WRITTEN INSTRUCTION 1: According to the reply in the thread about the Cauchy-Schwarz proof, why can the critical point not be a maximum?

::: EXCERPT :::

Confused with this proof for the Cauchy Schwarz inequality

[jaded2112]

Homework Statement

This might be a silly question but im honestly confused. In this proof, how was it concluded that, from setting the derivative with respect to lambda and finding the critical point, there is a minima at that point?

Relevant Equations

https://ibb.co/BnFGKwX

Im confused as finding the minimum value of lambda is an important part of the proof but it isn't clear to me that the critical point is a minimum

 

[PeroK]

Homework Statement:: This might be a silly question but I am honestly confused. In this proof, how was it concluded that, from setting the derivative with respect to lambda and finding the critical point, there is a minima at that point?
Relevant Equations:: https://ibb.co/BnFGKwX

Im confused as finding the minimum value of lambda is an important part of the proof but it isn't clear to me that the critical point is a minimum

It can't be a maximum, due to the behaviour of the function for large $\lambda$.

That said, treating $\lambda$ and $\lambda^*$ as independent variables needs a bit of explanation!

 

[jaded2112]

It can't be a maximum, due to the behaviour of the function for large $\lambda$.

That said, treating $\lambda$ and $\lambda^*$ as independent variables needs a bit of explanation!

Thanks for the reply.

:::

WRITTEN INSTRUCTION 2: Report each line of the listing below that contains the string "gray".

::: SUPPLIED ENTRIES :::

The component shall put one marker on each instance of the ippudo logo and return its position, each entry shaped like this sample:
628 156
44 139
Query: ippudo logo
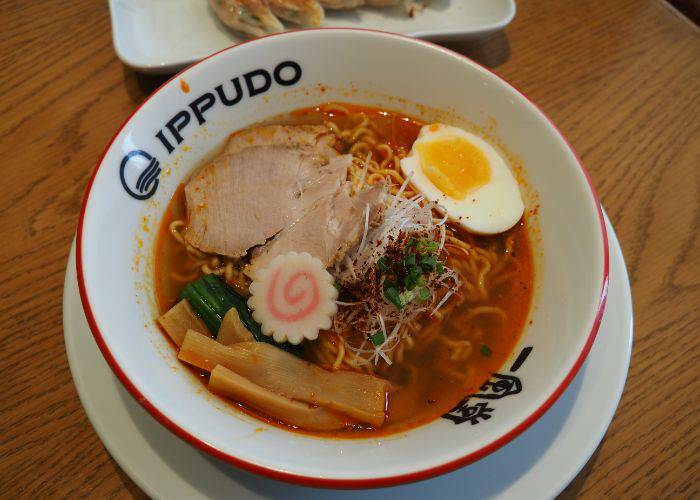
139 170
139 173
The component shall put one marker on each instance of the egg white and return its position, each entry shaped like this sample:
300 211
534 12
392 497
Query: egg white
491 208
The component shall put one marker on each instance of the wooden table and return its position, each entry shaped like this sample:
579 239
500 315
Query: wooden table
622 80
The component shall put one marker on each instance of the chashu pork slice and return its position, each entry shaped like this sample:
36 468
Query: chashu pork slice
327 230
240 200
266 178
316 139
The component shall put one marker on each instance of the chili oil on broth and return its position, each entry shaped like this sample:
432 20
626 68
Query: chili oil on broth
448 357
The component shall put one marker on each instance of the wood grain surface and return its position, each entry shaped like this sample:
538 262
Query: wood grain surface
621 79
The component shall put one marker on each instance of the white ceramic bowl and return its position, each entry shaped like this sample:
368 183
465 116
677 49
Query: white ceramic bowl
186 118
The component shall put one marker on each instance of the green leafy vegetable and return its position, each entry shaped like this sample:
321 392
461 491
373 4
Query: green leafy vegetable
211 299
377 338
429 263
393 296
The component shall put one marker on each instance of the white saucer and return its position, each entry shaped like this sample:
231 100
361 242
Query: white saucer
164 36
538 464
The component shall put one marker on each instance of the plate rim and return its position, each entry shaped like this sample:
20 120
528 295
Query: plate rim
178 64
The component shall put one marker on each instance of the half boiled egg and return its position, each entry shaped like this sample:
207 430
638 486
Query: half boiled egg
466 177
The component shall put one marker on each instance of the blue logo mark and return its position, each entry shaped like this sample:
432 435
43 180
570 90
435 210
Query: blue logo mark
139 173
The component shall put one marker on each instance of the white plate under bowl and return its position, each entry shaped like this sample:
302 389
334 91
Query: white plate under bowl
164 36
537 464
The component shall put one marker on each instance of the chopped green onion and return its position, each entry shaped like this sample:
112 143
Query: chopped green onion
426 245
440 269
392 295
377 338
413 275
390 284
407 297
430 262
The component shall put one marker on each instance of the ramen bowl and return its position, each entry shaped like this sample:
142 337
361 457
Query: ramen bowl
187 119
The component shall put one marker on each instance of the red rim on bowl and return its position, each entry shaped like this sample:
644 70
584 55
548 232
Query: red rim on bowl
319 481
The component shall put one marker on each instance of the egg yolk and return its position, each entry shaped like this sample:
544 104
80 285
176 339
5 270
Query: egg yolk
454 165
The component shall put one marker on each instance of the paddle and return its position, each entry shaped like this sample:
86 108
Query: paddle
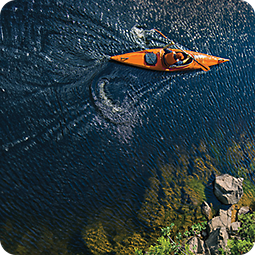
204 67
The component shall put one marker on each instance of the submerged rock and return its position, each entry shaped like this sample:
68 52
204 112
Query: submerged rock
228 189
197 245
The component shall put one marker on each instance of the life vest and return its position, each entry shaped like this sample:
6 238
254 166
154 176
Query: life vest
179 56
169 58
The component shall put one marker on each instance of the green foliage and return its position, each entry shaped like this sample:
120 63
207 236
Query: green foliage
166 245
246 234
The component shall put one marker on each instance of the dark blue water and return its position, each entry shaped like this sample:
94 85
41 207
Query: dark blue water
83 140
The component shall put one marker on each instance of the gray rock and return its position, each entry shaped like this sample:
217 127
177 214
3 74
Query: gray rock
228 189
223 220
206 210
234 226
217 239
243 210
196 245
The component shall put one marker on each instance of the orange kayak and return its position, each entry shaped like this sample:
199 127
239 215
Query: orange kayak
153 59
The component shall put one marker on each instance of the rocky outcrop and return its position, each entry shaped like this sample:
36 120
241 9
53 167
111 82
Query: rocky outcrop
197 245
217 239
228 189
206 210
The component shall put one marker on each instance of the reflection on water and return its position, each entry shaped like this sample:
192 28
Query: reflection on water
97 156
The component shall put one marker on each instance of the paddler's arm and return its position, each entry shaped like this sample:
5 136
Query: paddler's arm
186 60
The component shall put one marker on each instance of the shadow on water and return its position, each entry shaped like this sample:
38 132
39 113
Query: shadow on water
97 156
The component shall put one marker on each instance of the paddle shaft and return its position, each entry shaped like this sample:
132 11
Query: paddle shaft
204 67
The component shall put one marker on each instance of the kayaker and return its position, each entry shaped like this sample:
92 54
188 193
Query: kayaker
171 58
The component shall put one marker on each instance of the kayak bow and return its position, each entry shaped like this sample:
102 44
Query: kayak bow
153 59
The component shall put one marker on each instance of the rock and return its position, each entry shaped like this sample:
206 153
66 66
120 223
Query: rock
243 210
206 210
234 226
223 220
217 239
228 189
196 245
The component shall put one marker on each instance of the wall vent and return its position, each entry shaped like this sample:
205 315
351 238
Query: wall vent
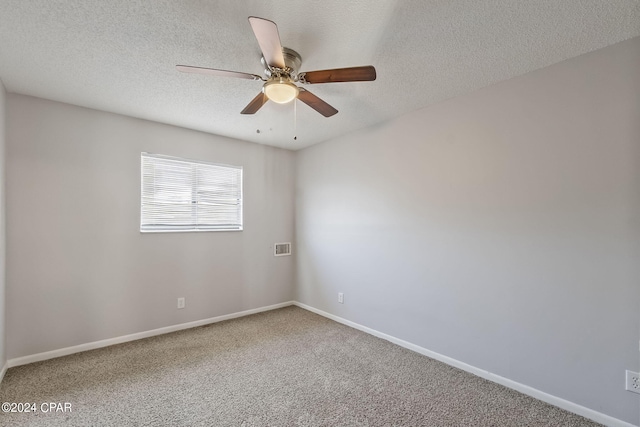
282 249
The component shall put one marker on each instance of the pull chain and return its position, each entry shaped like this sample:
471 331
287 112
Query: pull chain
295 119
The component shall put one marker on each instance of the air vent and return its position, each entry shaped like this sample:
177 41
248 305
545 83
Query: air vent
282 249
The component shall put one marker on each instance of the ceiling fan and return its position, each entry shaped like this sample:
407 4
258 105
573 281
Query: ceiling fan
281 68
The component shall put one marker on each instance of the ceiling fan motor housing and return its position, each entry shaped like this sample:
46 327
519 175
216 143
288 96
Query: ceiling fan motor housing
292 62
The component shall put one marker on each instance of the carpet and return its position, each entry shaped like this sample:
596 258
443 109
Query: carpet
286 367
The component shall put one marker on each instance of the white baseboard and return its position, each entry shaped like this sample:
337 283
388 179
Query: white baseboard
530 391
537 394
126 338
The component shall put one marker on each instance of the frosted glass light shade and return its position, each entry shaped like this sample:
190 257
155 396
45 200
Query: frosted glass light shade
280 90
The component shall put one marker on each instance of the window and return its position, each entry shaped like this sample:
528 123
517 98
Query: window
187 195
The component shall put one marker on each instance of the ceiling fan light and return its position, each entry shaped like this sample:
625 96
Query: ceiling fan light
280 90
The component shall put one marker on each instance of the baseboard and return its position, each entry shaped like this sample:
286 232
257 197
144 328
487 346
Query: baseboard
132 337
530 391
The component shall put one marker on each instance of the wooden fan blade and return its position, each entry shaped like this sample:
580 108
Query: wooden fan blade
255 104
214 72
266 33
316 103
353 74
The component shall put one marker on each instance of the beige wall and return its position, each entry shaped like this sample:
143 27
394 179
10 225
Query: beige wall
3 101
500 228
80 271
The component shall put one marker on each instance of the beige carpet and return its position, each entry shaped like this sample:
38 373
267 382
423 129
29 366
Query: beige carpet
286 367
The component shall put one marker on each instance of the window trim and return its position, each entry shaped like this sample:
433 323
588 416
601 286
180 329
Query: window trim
177 228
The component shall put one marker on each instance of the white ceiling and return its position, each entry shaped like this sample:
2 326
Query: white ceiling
120 55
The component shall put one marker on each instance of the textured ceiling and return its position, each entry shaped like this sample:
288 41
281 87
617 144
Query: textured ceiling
120 55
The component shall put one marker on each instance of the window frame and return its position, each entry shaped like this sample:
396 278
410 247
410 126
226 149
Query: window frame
190 228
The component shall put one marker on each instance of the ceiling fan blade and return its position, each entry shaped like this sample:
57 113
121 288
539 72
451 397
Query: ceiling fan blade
255 104
266 33
316 103
214 72
353 74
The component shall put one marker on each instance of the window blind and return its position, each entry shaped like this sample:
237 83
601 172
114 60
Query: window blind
186 195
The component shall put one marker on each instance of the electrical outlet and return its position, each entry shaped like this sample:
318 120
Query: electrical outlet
633 382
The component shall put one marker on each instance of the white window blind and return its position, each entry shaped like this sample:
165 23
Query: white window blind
186 195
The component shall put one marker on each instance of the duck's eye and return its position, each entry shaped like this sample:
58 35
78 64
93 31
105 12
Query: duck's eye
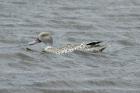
44 35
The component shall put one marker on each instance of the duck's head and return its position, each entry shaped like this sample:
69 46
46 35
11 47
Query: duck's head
44 37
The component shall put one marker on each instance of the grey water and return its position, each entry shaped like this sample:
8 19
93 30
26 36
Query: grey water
116 70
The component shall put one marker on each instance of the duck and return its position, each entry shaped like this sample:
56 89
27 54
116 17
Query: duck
47 39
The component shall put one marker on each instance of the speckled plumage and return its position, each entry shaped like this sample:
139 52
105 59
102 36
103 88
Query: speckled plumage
83 47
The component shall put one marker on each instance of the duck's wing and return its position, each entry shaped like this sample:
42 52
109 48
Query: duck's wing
95 46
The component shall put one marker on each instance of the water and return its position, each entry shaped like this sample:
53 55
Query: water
116 70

:::

RESULT 1: Because of the behavior of the function for large λ.

RESULT 2:
The component shall put one marker on each instance of the gray rock and return its position, each entry shaped like this sample:
Query: gray rock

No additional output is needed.